### Goals
**A.** In the article on computer vision, at which university is Daniel Lemire a computer science professor?
**B.** Go on with the article about why computer vision is hard, picking up after its final sentence.

### Text extract
::::

Forget Singularity: Even Computer Vision Is A Difficult Problem To Solve

Richa Bhatia


In the tech world, not a single day goes by without this popular buzzword that many believe would soon become a scientific reality. We are talking about Singularity— that dreaded and much-awaited moment where AI exceeds its makers and takes over the world. Robots and artificial agents in the real world are already hastening the full-apocalyptic future but are we anyway closer to Singularity. AI advances, accurate as they may be from the fields of computer vision, speech recognition, object recognition and natural language processing are focused on one task and the applications are fed many examples to learn from and to be objectively classified. Human beings, on the other hand become intelligent in an unsupervised manner, often working from few examples and few objective labels, notes Daniel Lemire, a computer science professor at the University of Quebec.



IBM Research's Raghavendra Singh

IBM Research’s Raghavendra Singh who is a member of the Cognitive Computing group has a similar view. During a recent Cypher Talk, Singh shared his insights on the most revolutionary AI application that is transforming ecommerce and automotive industry — computer vision and why it is so difficult?  “We talk about Deep Learning and how it has transformed computer vision but if I still give a photograph and ask you to segment out the people and the objects, it is going to be fairly difficult for a computer vision algorithm to do it,” he said during the talk.

Over the years, computers have been outfitted with hardware to capture data and are now fitted with algorithms to crunch that data. However, making the algorithm perform deductive reasoning is the challenging part. So, what exactly is the challenging part in computer vision? “Computer vision is a challenging problem and the problem in vision is basically is it sees the image as matrix numbers. So,  when one inputs an image or a video you are just giving it as a matrix number and there is nothing else to it. The vision algorithm has to basically processes these numbers, analyse the numbers and make sense out of it just as we make sense out of it,” Singh shared.

::::

### Available data
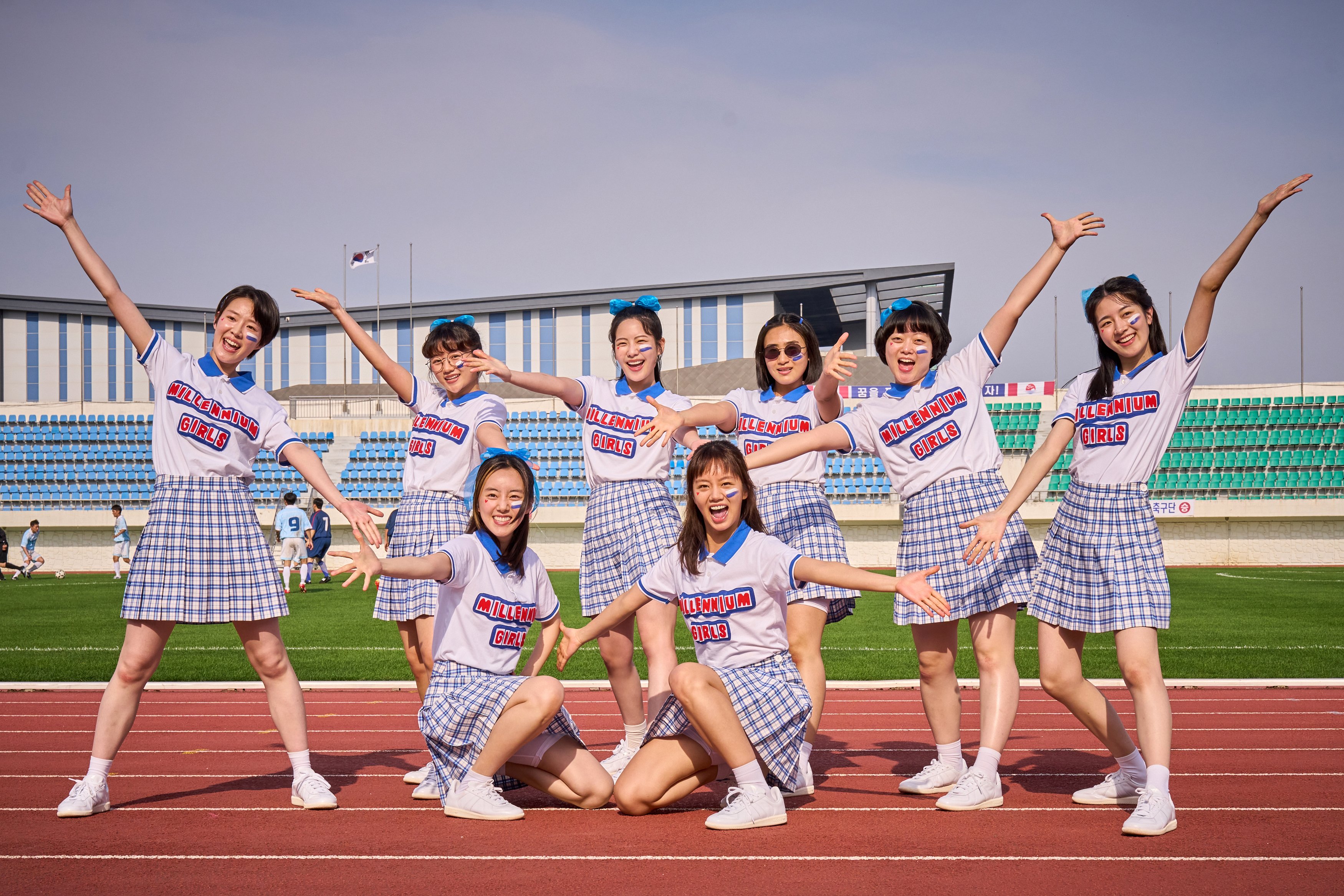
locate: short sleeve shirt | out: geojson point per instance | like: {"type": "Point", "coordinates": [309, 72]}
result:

::::

### Answers for the tasks
**A.** The University of Quebec.

**B.**
Adversarial Images can fool AI systems

Adversarial image used by MIT researchers to fool the AI system

Over the years, researchers have discovered that the patterns AI looks for in images can be reverse-engineered and exploited through an “adversarial example.” Earlier research indicated how a Google team fooled it's AI system into seeing an ostrich by tweaking an image of a school bus by just 3. Adversarial images imply that computer vision systems are still not fool-proof and can be tricked into seeing something else just as easily. Google’s research is backed by new study by an MIT team of five researchers who have generated an algorithm that can fool an AI system with adversarial images and this can be applied both to two-dimensional images and 3D printing. So, what’s an adversarial image? An adversarial image is one which uses patterns – overlayed or on the image to trick the AI system. The research paper presented a general-purpose algorithm for generating adversarial examples. Here’s the striking part of the result --  MIT team 3D-printed a toy turtle with a pattern that fooled Google’s object detection Artificial Intelligence system into thinking it was seeing a gun with more than 90% accuracy.

So why is Computer Vision difficult?

According to writer and analyst David Amerland, in computer vision (and object recognition in search) computers require a higher standard of processing than humans. The development of artificial intelligence in both the specific and the general sense is closely tied to cracking the computer vision challenge. Citing an example, he emphasized how even though search has become good in recognizing objects in images and videos, computer logic still stumbles on inductive reasoning (context) when it is unsupervised. This, in a way also affects computer vision, where the specific context is involved.

Case in point -- a self-driving car outfitted with a telemetry system can deliver a vision which is far better than human vision but will it be able to see through a fog and know what’s coming around the corner and optimize the journey accordingly.

It is a view echoed by Singh as well. Today, machines are supposed to beat us in Poker, lip-reading, the ancient game of Go and in 2015 it revolutionized with advances in image classification. “Unlike machines, we don’t need one million different examples to go through to learn what an apple is. So, when people talk about status of human vs machine, I think it should be taken in a larger context. While Deep Learning models have transformed the world with various applications, machine are just focused on one task,” he said.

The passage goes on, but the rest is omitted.